[TEKS KAJIAN]
BRASIL - Sebuah jaringan rumah sakit (RS) di Brasil telah diperintahkan untuk membayar 2 juta BLR (Rp5,3 miliar) kepada keluarga pasien Covid-19 setelah memberinya perawatan yang tidak terbukti untuk virus Covid-19 yang mematikan tanpa sepengetahuan pasien.
Pengadilan Sao Paulo menghukum perusahaan perawatan kesehatan Prevent Senior untuk membayar kompensasi setelah mendengar bahwa pasien Carlos Alberto Reis tidak dirawat di ICU dan dirawat dengan obat-obatan yang belum terbukti kemanjurannya melawan Covid-19, seperti ivermectin dan hydroxychloroquine.
Menurut keputusan hakim Guilherme Santini Teodoro, ada kegagalan dalam perawatan Reis. Pengadilan mendengar bahwa pria berusia 61 tahun itu menunjukkan gejala yang parah, tetapi tidak dilarikan ke ICU di Rumah Sakit Sancta Maggiore dan tidak dirawat dengan peralatan Covid-19 yang semestinya. Dia kemudian menghabiskan dua bulan pemulihan di rumah sakit lain.
(Baca juga: RS Brasil Tutupi Kematian Pasien Covid-19 yang Dirawat dengan 'Pengobatan Ajaib')
[/TEKS KAJIAN]
*TUGAS*
Salin bagian dari teks kajian tanpa perubahan apa pun, dimulai dari kata-kata yang memuat "Menurut keputusan hakim" dan berhenti setelah "dengan 'Pengobatan Ajaib')". Materi berikut tidak diperlukan.
[MATERI YANG DISEDIAKAN]
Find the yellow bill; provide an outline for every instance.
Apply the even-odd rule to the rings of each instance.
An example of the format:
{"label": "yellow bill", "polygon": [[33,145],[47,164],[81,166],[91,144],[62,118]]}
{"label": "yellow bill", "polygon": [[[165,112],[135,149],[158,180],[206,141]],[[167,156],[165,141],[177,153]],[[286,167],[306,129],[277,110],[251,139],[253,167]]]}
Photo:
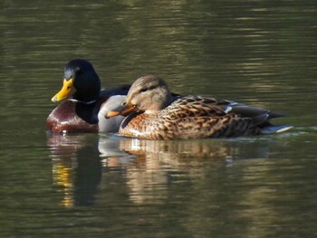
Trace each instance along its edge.
{"label": "yellow bill", "polygon": [[72,95],[75,91],[76,90],[73,87],[72,79],[70,79],[68,81],[64,79],[62,81],[62,90],[52,98],[52,101],[56,102],[56,101],[61,101],[62,100],[65,100],[69,98],[71,95]]}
[/MATERI YANG DISEDIAKAN]
*HASIL*
Menurut keputusan hakim Guilherme Santini Teodoro, ada kegagalan dalam perawatan Reis. Pengadilan mendengar bahwa pria berusia 61 tahun itu menunjukkan gejala yang parah, tetapi tidak dilarikan ke ICU di Rumah Sakit Sancta Maggiore dan tidak dirawat dengan peralatan Covid-19 yang semestinya. Dia kemudian menghabiskan dua bulan pemulihan di rumah sakit lain.
(Baca juga: RS Brasil Tutupi Kematian Pasien Covid-19 yang Dirawat dengan 'Pengobatan Ajaib')